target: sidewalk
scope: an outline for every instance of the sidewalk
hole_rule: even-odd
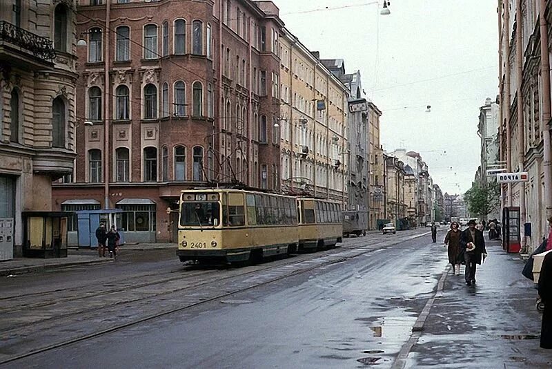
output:
[[[521,274],[524,261],[495,241],[486,249],[475,286],[466,285],[463,267],[460,276],[447,267],[406,368],[552,367],[552,352],[539,348],[542,315],[533,281]]]

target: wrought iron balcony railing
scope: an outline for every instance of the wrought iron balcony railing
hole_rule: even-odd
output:
[[[0,41],[10,42],[41,59],[52,60],[56,56],[54,43],[11,23],[0,21]]]

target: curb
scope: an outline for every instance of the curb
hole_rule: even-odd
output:
[[[112,263],[112,259],[109,260],[95,260],[90,261],[73,261],[64,264],[45,264],[42,265],[29,265],[28,267],[17,267],[11,269],[5,269],[0,270],[0,276],[7,276],[10,274],[25,274],[27,273],[33,273],[35,272],[41,272],[50,269],[62,269],[66,267],[75,267],[77,265],[93,265],[95,264],[101,264],[103,263]]]

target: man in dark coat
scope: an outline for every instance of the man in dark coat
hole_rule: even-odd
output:
[[[540,328],[540,347],[552,348],[552,252],[542,261],[539,276],[539,296],[544,303]]]
[[[475,220],[468,223],[468,229],[462,232],[460,236],[460,248],[464,252],[464,259],[466,262],[466,273],[464,278],[466,284],[475,284],[475,267],[477,264],[481,265],[481,256],[486,256],[485,249],[485,238],[483,232],[475,229]]]

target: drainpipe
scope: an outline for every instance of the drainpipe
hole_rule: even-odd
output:
[[[504,49],[506,61],[504,68],[504,121],[506,122],[506,168],[509,172],[512,171],[512,133],[510,129],[510,113],[511,109],[511,91],[510,91],[510,79],[512,71],[510,70],[510,8],[509,3],[504,3],[504,29],[502,32],[502,43],[506,43]],[[512,206],[512,184],[506,185],[506,206]]]
[[[523,96],[522,94],[522,83],[523,73],[523,50],[522,48],[522,1],[518,0],[515,3],[515,14],[517,16],[515,26],[515,68],[517,79],[517,93],[518,93],[518,140],[519,142],[519,150],[518,151],[518,171],[524,171],[525,162],[525,134],[524,126],[523,124]],[[526,240],[525,240],[525,231],[523,225],[526,222],[526,210],[525,207],[525,183],[519,184],[520,189],[520,223],[522,225],[520,236],[522,240],[522,248],[520,252],[525,253],[526,248]]]
[[[111,100],[109,98],[109,93],[108,91],[110,88],[109,85],[109,66],[111,60],[109,51],[111,50],[111,43],[110,42],[109,28],[111,23],[110,19],[111,1],[107,1],[106,4],[106,47],[104,48],[106,57],[103,59],[103,73],[105,75],[105,79],[103,82],[103,209],[109,209],[109,177],[110,177],[110,165],[109,160],[111,158],[110,153],[109,152],[109,124],[111,120],[109,119],[109,106],[110,104],[109,102]]]
[[[552,162],[551,162],[551,130],[550,124],[550,58],[548,48],[548,25],[544,12],[546,10],[546,0],[540,0],[539,8],[540,15],[540,70],[542,76],[542,120],[544,128],[544,203],[546,205],[545,216],[548,219],[552,216]],[[546,224],[546,222],[543,223]],[[546,228],[545,228],[546,229]]]

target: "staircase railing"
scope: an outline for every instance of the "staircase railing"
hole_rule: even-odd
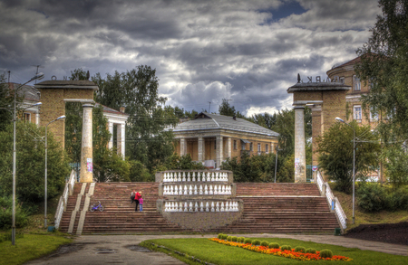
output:
[[[335,211],[335,215],[337,216],[337,220],[339,221],[342,229],[345,230],[347,228],[347,216],[345,216],[345,211],[343,211],[342,205],[338,201],[337,197],[335,196],[332,190],[330,189],[330,185],[328,183],[323,180],[322,175],[320,171],[317,171],[316,174],[316,183],[319,187],[319,191],[321,194],[325,195],[328,203],[332,210]]]
[[[75,185],[76,180],[76,173],[73,169],[71,171],[70,178],[68,179],[68,182],[65,183],[65,188],[63,189],[63,195],[60,197],[60,200],[58,202],[57,210],[55,212],[54,216],[54,225],[55,229],[58,229],[60,227],[61,219],[63,218],[63,213],[66,209],[66,203],[68,202],[68,195],[71,195],[73,191],[73,185]]]

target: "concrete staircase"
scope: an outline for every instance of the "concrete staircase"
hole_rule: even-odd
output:
[[[60,231],[67,232],[82,184],[76,184],[68,200]],[[87,185],[87,188],[90,185]],[[90,204],[101,201],[103,212],[86,212],[83,233],[149,233],[199,231],[183,229],[166,221],[156,210],[158,183],[97,183]],[[131,190],[142,192],[143,212],[131,203]],[[86,192],[85,192],[86,194]],[[237,198],[244,202],[241,218],[209,232],[334,232],[339,227],[325,197],[315,184],[237,184]],[[81,200],[83,202],[83,200]],[[83,210],[83,205],[79,207]],[[77,207],[78,208],[78,207]],[[75,233],[79,214],[71,226]],[[188,213],[186,213],[188,214]]]

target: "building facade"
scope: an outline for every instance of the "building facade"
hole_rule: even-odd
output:
[[[219,168],[227,157],[268,154],[277,146],[278,134],[243,118],[201,112],[173,129],[175,152]]]

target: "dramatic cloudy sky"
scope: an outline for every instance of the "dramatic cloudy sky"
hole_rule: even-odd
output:
[[[375,0],[1,0],[0,73],[24,82],[75,68],[157,70],[160,95],[186,109],[246,115],[291,108],[287,89],[354,59],[381,10]]]

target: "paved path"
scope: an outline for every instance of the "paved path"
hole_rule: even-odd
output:
[[[209,238],[210,234],[205,234]],[[243,236],[237,234],[237,236]],[[318,243],[358,248],[365,251],[408,256],[408,246],[367,241],[334,235],[313,234],[245,234],[245,237],[290,238]],[[53,255],[41,258],[26,264],[143,264],[178,265],[185,264],[161,252],[143,252],[131,250],[142,241],[159,238],[201,238],[201,235],[82,235],[75,239],[72,247],[63,248]]]

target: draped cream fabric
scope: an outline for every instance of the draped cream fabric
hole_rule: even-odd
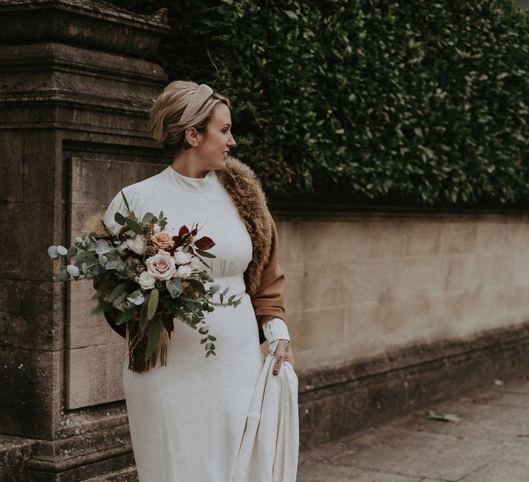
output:
[[[233,482],[294,482],[298,469],[298,377],[269,355],[253,390]]]

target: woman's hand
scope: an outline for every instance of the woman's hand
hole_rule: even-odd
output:
[[[276,362],[273,364],[273,368],[272,368],[273,375],[278,375],[279,373],[281,365],[283,364],[284,362],[289,362],[292,366],[294,366],[294,355],[290,349],[290,342],[287,339],[279,340],[274,356],[276,357]]]

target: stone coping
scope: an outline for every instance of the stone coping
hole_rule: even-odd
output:
[[[142,15],[101,0],[8,0],[0,2],[0,12],[42,10],[54,8],[110,21],[164,33],[167,10],[160,8],[152,15]]]

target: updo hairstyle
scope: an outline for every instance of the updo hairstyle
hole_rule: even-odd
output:
[[[185,131],[194,127],[200,133],[206,132],[213,116],[214,107],[220,103],[229,107],[229,101],[214,92],[194,116],[180,121],[182,114],[198,84],[188,81],[175,81],[169,84],[158,96],[151,109],[150,126],[152,136],[170,154],[175,154],[191,145],[185,141]]]

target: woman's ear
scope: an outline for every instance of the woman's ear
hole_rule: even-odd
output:
[[[195,127],[188,127],[185,129],[185,141],[193,147],[198,145],[200,133]]]

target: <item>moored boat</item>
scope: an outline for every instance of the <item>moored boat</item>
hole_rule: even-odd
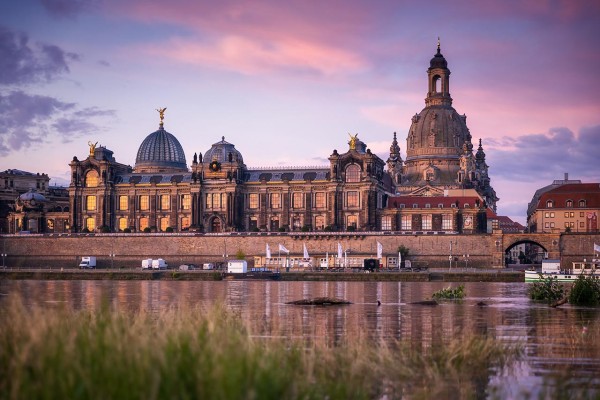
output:
[[[600,279],[600,260],[577,261],[571,268],[560,268],[560,260],[543,260],[541,270],[525,270],[525,282],[539,282],[546,278],[558,282],[574,282],[580,276]]]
= = = =
Reproduce the records verbatim, from the line containing "target: <item>moored boat</item>" through the last line of the records, including both ends, and omit the pictures from your answer.

target: <item>moored boat</item>
scope: an outline for every instance of the <item>moored boat</item>
hole_rule: even-odd
output:
[[[600,279],[600,260],[577,261],[571,268],[560,268],[560,260],[543,260],[541,270],[525,270],[525,282],[539,282],[546,278],[558,282],[574,282],[580,276]]]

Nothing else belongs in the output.